** Work to be completed **
Could you copy the listing below, from its start through the line with "(656, 1186)", swapping "congestion tally" for "crowd count" and keeping everything else the same, without the pictures?

[START OF Task material]

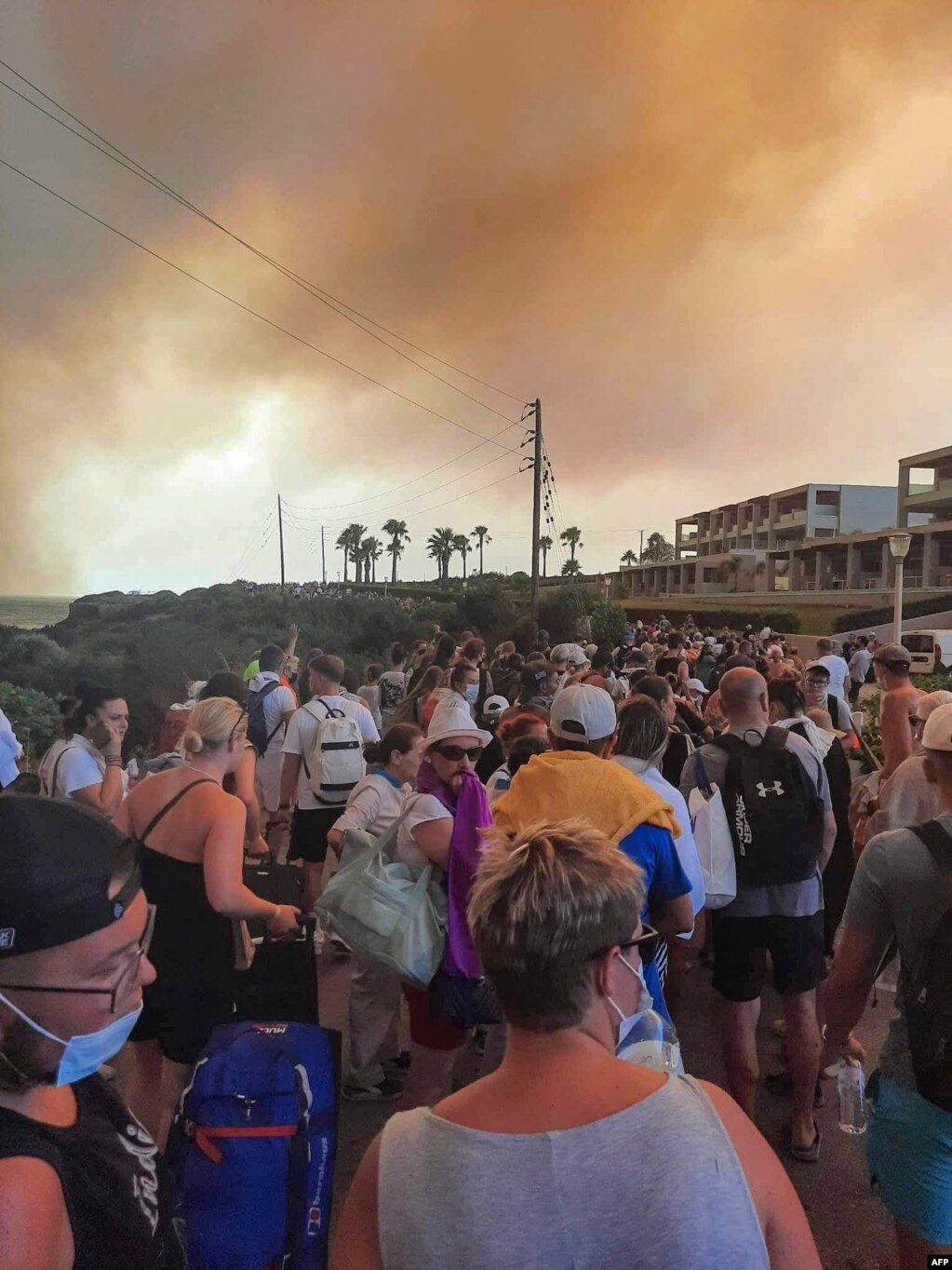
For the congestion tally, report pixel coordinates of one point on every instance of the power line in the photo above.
(382, 511)
(325, 297)
(253, 313)
(356, 502)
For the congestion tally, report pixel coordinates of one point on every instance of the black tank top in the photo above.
(117, 1190)
(191, 942)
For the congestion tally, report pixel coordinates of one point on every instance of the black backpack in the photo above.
(927, 988)
(257, 725)
(774, 815)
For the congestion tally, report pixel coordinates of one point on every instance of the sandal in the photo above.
(808, 1155)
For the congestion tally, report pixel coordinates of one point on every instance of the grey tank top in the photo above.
(656, 1186)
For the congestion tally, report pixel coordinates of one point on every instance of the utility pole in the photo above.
(281, 541)
(536, 517)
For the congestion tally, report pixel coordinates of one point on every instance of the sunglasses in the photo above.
(121, 990)
(456, 753)
(646, 944)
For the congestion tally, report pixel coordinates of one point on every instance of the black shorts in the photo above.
(742, 944)
(181, 1019)
(309, 833)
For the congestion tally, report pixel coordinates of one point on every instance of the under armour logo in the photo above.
(763, 790)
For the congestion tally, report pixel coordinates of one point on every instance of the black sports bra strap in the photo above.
(170, 804)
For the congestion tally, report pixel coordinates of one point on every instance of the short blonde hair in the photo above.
(211, 724)
(546, 902)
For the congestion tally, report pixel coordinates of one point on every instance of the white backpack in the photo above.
(334, 763)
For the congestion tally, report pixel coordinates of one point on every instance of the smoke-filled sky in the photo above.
(712, 236)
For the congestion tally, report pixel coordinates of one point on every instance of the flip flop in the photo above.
(808, 1155)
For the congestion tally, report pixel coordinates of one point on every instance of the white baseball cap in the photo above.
(583, 711)
(937, 733)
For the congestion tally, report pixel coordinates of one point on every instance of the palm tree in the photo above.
(440, 545)
(572, 539)
(544, 545)
(344, 544)
(461, 544)
(370, 551)
(353, 534)
(481, 534)
(397, 534)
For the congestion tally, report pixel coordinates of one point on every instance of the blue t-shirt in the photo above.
(654, 852)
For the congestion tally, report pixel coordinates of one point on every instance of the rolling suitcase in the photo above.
(282, 982)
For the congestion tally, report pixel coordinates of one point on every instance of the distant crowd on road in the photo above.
(589, 822)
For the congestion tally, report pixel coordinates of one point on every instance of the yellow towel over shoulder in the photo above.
(567, 782)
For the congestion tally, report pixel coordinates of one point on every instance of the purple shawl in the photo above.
(471, 813)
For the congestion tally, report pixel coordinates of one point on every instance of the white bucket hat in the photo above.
(452, 719)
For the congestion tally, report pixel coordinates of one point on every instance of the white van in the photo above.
(932, 652)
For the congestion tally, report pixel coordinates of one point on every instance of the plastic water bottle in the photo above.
(652, 1043)
(851, 1088)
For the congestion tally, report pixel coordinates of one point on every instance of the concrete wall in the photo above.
(864, 508)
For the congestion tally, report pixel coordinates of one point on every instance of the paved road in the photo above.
(851, 1227)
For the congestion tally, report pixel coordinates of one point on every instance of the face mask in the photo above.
(84, 1054)
(645, 1002)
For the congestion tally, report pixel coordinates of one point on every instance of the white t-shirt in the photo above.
(80, 766)
(302, 732)
(839, 673)
(372, 804)
(860, 665)
(369, 693)
(419, 809)
(278, 702)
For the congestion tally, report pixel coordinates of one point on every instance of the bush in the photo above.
(860, 617)
(609, 623)
(34, 718)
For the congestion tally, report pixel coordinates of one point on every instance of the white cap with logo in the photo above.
(583, 712)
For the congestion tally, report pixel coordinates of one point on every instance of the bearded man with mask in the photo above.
(81, 1183)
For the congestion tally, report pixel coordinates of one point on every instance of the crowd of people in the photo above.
(547, 795)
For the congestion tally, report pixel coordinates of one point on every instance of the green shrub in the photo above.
(34, 718)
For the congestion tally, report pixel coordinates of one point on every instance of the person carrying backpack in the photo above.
(269, 709)
(778, 808)
(323, 761)
(902, 897)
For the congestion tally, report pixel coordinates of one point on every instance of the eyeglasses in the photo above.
(123, 984)
(646, 944)
(456, 753)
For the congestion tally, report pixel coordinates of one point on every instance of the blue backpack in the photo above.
(253, 1148)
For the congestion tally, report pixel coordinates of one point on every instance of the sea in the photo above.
(31, 613)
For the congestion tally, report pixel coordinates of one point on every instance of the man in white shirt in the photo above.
(313, 819)
(278, 704)
(837, 666)
(860, 665)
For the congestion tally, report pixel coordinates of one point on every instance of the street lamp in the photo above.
(899, 547)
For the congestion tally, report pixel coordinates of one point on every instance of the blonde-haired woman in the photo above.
(568, 1155)
(192, 834)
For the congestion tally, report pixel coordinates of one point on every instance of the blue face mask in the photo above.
(84, 1054)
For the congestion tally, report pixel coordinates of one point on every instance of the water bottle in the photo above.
(652, 1042)
(851, 1088)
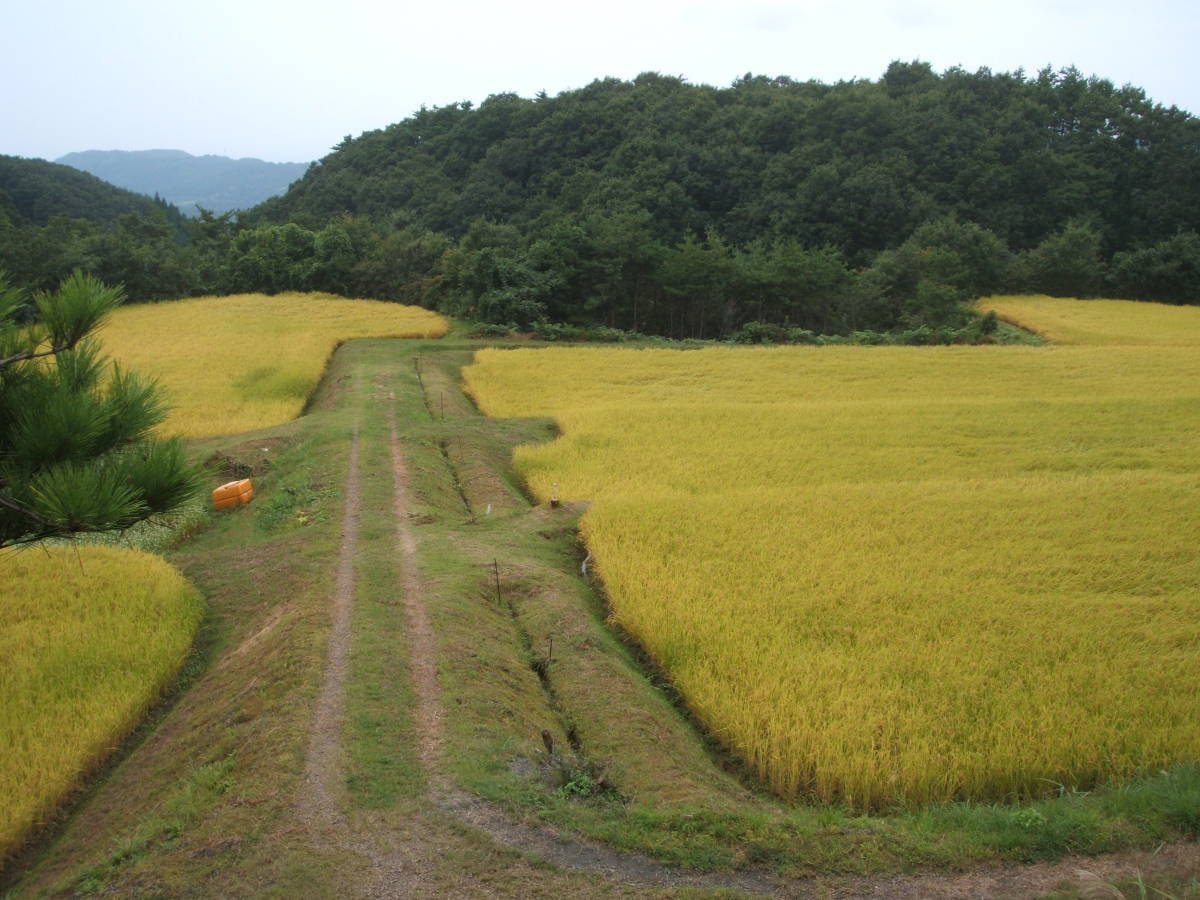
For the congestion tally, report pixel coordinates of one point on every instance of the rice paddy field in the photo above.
(234, 364)
(889, 575)
(89, 639)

[END OF Task material]

** Exercise response **
For the crowd count, report pixel coordinates of one point on every instance of the power line in the photo above.
(382, 511)
(325, 297)
(253, 313)
(356, 502)
For the crowd count, report pixel coordinates of one point on every instance of the black tank top in the photo above.
(117, 1190)
(191, 942)
For the crowd count, report pixel coordinates of one point on every instance of the black backpack in the photo above.
(927, 988)
(257, 725)
(774, 815)
For the crowd count, report pixel coordinates of one point on every instance of the sandal in the photo above.
(808, 1155)
For the crowd count, report pixel coordinates of one point on every instance of the grey tank top in the photo above.
(656, 1186)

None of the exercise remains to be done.